• What the task asks: The answer should be the lines from the one with "target: cargo tricycle | mode: bbox" through the final line of the entries, restated word for word.

• Input records:

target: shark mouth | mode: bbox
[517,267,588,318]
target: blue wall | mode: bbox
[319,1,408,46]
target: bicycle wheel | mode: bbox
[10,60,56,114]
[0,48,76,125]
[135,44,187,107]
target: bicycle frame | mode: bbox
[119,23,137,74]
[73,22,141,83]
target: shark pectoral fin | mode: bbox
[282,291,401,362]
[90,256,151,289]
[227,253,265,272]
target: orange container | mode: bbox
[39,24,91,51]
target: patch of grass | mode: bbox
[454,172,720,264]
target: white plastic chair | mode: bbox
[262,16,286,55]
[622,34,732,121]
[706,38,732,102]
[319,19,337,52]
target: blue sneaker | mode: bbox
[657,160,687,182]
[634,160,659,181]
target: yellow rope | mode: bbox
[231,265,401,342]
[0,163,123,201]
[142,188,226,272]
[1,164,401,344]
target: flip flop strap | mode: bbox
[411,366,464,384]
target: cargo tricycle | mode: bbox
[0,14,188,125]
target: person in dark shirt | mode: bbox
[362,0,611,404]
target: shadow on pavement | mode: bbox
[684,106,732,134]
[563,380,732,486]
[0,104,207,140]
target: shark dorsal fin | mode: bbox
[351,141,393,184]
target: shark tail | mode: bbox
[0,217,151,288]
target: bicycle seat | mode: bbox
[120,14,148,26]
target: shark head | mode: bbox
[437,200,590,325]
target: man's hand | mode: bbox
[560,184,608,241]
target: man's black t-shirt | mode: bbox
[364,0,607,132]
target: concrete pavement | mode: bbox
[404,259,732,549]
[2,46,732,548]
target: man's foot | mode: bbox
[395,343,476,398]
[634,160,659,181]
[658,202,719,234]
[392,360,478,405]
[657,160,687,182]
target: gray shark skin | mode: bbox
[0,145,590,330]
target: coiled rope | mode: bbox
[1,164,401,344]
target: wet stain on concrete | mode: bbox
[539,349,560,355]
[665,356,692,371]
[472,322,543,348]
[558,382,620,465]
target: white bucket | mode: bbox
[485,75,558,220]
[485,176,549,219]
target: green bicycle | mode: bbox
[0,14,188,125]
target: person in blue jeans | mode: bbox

• Written answer:
target: cargo tricycle | mode: bbox
[0,14,188,125]
target: person in dark shirt | mode: bbox
[362,0,611,404]
target: shadow on pavement | mode: bbox
[684,106,732,134]
[563,380,732,486]
[0,104,207,140]
target: shark dorsal fin | mode: bbox
[351,141,393,184]
target: shark tail | mode: bbox
[0,217,151,288]
target: bicycle seat | mode: bbox
[120,14,148,26]
target: shark head | mode: bbox
[437,200,590,325]
target: man's hand | mode: bbox
[560,184,608,241]
target: man's black t-shirt | mode: bbox
[364,0,607,132]
target: concrete pavement | mode: bbox
[404,259,732,549]
[2,46,732,548]
target: man's foot | mode: bbox
[395,343,476,398]
[634,160,659,181]
[658,202,719,234]
[392,360,478,405]
[657,160,687,182]
target: gray shark skin | mode: bbox
[0,145,590,330]
target: coiled rope | mode: bbox
[1,164,401,344]
target: wet stain on concrete | mode: bbox
[539,349,560,355]
[665,356,692,371]
[472,322,543,348]
[558,382,620,465]
target: white bucket | mode: bbox
[485,75,558,220]
[485,176,549,219]
target: green bicycle | mode: bbox
[0,14,188,125]
target: person in blue jeans | mode: bbox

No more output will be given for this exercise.